Training Individual Models

Each component can be trained independently:

# Train NER model
cd indra_bert/ner_agent_detector
python train.py --train_data path/to/train.json --val_data path/to/val.json

# Train statement classifier
cd indra_bert/indra_stmt_classifier
python train.py --train_data path/to/train.json --val_data path/to/val.json

# Train role assigner
cd indra_bert/indra_agent_role_assigner
python train.py --train_data path/to/train.json --val_data path/to/val.json

Data Format

Training data should be in JSON format with appropriate annotations for each model type. See the individual training scripts for detailed format specifications.
• • • • •
__WHAT IS ASKED__:
Revise the stretch of the passage on training individual models from "# Train role" through "detailed format specifications.", putting "training modules" in place of "training scripts".
• • • • •
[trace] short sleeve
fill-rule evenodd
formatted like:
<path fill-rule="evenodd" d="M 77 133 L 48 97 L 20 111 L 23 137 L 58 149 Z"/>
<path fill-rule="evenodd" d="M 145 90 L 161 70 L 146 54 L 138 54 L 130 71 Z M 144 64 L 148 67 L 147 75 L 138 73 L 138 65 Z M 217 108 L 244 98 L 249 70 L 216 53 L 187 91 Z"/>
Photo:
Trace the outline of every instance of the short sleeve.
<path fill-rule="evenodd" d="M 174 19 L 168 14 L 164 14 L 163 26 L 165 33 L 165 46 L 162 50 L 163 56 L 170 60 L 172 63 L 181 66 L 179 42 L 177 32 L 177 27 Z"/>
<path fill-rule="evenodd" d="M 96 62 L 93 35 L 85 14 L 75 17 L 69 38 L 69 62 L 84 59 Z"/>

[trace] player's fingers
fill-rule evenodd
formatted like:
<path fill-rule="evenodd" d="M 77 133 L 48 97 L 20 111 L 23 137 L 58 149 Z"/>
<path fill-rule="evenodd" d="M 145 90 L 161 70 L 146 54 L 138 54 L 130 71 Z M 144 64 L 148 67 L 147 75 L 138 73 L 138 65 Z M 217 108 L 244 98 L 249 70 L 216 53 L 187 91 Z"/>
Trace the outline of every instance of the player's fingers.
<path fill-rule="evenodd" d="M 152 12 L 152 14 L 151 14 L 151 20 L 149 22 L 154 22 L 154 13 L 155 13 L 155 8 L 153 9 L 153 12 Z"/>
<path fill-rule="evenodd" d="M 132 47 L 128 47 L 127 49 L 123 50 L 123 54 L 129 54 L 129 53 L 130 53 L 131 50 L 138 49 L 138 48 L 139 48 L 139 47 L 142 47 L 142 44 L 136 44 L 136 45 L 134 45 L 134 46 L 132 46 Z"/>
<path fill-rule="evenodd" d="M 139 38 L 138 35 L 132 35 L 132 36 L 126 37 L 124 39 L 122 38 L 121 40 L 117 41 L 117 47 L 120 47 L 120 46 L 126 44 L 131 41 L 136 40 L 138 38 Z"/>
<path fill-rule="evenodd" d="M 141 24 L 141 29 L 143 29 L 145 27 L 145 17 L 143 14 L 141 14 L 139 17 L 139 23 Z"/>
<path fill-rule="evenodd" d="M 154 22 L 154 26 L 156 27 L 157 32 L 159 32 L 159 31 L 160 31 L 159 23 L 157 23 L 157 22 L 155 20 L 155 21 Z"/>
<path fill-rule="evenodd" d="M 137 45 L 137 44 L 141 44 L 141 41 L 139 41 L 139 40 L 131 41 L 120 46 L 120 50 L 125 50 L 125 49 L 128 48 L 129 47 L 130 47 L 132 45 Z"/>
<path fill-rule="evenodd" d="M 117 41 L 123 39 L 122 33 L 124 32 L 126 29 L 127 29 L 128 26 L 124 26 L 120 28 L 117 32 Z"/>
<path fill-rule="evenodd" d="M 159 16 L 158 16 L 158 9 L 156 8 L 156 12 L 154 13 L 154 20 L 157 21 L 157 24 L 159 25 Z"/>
• • • • •
__RESULT__:
# Train role assigner
cd indra_bert/indra_agent_role_assigner
python train.py --train_data path/to/train.json --val_data path/to/val.json

Data Format

Training data should be in JSON format with appropriate annotations for each model type. See the individual training modules for detailed format specifications.